(Assigned task)
Scan the entries below and give the number of lines containing "metal", with no accompanying words.

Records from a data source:
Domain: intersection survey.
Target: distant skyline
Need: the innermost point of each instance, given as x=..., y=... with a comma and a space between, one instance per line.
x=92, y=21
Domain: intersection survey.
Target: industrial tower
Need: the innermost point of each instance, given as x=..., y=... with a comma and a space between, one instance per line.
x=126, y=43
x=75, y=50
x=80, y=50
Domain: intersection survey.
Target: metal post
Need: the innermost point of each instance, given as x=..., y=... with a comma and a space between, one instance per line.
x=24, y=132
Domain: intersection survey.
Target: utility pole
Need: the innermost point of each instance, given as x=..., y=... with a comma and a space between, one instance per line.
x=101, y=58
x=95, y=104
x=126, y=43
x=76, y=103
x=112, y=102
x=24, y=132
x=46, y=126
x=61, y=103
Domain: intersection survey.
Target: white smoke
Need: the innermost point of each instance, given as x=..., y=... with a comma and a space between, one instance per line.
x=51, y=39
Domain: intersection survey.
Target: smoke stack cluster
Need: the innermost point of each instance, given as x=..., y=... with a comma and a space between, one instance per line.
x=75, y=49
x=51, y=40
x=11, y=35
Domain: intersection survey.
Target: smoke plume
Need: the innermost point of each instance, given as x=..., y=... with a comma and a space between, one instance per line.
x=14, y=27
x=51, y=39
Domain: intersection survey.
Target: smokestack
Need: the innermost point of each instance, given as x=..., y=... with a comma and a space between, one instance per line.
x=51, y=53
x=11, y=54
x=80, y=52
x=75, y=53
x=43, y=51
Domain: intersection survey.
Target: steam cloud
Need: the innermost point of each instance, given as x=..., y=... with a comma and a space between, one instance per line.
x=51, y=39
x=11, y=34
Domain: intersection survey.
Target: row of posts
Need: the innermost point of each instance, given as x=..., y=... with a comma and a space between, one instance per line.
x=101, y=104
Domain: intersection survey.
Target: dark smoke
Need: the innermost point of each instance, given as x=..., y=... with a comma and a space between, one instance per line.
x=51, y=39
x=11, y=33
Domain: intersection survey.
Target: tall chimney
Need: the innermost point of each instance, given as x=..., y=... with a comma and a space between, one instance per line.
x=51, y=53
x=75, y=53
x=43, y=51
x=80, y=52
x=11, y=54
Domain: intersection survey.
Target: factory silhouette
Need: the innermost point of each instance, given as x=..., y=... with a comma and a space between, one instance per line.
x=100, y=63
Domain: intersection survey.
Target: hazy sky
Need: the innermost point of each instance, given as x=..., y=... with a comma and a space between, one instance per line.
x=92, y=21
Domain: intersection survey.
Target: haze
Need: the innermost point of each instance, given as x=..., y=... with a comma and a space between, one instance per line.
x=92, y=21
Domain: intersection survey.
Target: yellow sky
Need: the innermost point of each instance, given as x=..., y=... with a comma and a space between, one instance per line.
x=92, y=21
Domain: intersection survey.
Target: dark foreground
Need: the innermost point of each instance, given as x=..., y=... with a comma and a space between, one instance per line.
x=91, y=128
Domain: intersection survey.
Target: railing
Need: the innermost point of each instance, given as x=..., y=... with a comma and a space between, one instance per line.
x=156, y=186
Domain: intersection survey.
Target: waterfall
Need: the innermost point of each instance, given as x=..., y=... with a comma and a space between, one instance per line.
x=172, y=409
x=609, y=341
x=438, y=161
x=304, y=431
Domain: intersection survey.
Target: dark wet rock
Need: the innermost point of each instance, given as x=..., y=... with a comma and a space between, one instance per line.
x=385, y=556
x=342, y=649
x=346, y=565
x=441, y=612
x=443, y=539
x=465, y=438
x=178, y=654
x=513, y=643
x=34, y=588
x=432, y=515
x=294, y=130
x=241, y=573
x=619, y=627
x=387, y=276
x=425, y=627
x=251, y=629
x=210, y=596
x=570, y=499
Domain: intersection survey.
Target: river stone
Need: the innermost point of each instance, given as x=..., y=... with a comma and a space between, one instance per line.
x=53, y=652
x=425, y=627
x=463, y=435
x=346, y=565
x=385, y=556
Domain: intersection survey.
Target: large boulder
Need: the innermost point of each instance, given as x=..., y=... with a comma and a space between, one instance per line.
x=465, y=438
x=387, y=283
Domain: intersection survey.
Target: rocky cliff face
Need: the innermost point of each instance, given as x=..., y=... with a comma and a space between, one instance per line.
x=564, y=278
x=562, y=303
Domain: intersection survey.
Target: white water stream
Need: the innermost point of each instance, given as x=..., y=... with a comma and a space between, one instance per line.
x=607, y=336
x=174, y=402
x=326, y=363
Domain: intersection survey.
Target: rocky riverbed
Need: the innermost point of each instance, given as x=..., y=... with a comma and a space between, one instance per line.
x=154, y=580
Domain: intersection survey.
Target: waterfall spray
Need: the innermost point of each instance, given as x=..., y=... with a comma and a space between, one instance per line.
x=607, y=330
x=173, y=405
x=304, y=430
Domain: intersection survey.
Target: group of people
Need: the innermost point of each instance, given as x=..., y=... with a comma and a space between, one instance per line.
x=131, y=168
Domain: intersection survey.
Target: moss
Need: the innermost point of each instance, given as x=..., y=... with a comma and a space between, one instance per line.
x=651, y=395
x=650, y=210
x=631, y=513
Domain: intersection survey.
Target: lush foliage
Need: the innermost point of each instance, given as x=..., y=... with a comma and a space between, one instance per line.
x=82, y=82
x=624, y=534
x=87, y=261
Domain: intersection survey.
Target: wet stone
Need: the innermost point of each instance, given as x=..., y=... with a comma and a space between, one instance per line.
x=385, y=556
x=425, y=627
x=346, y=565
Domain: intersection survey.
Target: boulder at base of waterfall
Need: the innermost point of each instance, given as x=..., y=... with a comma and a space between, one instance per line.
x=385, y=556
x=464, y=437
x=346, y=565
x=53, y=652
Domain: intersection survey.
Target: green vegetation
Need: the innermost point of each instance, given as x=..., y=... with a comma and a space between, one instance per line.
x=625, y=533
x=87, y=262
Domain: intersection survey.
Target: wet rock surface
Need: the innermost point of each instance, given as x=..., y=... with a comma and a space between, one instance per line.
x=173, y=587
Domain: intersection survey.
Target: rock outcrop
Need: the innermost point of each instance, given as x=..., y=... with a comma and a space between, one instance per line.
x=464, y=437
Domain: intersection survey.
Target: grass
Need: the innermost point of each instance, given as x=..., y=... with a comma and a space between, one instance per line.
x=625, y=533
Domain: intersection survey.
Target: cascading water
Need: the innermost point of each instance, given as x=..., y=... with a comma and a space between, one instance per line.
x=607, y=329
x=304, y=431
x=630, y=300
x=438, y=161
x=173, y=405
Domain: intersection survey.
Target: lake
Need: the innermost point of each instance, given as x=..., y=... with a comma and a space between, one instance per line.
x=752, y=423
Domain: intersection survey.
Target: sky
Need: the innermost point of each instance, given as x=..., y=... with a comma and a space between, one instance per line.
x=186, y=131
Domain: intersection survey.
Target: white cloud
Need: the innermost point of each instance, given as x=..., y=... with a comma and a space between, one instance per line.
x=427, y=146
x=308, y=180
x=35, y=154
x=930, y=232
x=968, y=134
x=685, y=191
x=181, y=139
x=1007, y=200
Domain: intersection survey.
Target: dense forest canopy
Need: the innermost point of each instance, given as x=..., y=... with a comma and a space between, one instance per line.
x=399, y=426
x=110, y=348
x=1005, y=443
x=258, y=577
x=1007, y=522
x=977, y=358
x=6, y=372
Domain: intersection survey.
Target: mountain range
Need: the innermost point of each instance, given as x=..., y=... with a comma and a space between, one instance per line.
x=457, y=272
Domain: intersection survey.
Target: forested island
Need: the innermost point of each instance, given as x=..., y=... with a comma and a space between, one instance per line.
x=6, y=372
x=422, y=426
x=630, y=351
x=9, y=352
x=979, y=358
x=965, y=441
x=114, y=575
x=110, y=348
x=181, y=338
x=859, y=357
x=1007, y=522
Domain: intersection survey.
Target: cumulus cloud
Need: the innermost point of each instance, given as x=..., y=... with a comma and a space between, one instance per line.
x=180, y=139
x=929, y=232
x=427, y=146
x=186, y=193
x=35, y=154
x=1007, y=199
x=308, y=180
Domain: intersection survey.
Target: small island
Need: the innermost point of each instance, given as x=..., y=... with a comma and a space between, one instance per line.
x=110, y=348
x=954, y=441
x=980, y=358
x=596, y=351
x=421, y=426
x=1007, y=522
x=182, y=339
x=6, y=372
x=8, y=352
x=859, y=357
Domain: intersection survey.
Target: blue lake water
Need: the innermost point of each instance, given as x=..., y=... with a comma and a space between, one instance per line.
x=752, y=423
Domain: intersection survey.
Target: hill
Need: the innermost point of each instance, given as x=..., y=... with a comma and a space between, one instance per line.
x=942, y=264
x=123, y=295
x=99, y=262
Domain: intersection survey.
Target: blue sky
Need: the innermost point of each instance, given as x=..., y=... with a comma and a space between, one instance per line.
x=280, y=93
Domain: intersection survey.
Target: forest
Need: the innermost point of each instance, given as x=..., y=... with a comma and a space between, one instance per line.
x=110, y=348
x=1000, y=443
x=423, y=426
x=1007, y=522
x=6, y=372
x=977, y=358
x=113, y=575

==

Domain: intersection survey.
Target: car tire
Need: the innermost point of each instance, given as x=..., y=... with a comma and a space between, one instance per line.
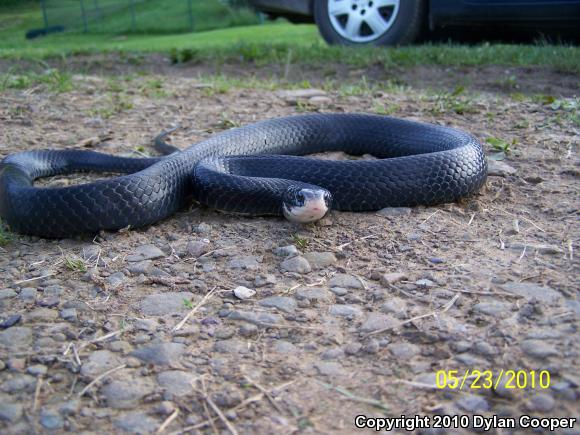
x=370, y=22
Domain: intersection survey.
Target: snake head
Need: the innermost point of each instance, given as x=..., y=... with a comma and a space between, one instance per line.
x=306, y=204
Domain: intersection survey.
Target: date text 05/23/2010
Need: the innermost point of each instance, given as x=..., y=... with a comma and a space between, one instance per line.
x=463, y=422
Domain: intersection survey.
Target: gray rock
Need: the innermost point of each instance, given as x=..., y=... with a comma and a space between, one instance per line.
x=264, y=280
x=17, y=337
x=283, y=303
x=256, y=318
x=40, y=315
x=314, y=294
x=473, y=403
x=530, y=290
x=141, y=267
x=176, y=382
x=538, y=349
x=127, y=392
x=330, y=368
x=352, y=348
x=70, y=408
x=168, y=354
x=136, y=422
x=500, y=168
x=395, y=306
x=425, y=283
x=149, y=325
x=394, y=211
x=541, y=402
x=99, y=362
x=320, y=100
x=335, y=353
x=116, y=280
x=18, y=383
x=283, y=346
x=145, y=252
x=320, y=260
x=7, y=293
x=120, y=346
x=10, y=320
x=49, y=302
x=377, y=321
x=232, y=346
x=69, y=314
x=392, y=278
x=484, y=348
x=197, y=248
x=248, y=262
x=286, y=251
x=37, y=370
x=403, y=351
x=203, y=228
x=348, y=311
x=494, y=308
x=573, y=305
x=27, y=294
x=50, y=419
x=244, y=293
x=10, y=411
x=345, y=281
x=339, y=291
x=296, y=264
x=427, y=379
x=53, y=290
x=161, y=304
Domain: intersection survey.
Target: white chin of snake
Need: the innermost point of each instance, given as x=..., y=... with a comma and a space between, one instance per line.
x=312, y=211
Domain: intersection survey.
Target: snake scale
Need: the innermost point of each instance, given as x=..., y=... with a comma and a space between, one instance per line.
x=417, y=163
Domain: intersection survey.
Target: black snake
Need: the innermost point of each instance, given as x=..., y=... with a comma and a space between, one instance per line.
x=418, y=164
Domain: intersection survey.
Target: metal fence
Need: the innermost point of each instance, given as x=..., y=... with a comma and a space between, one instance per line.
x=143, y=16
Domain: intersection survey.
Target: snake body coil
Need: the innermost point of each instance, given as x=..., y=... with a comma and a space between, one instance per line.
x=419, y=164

(Solved exercise)
2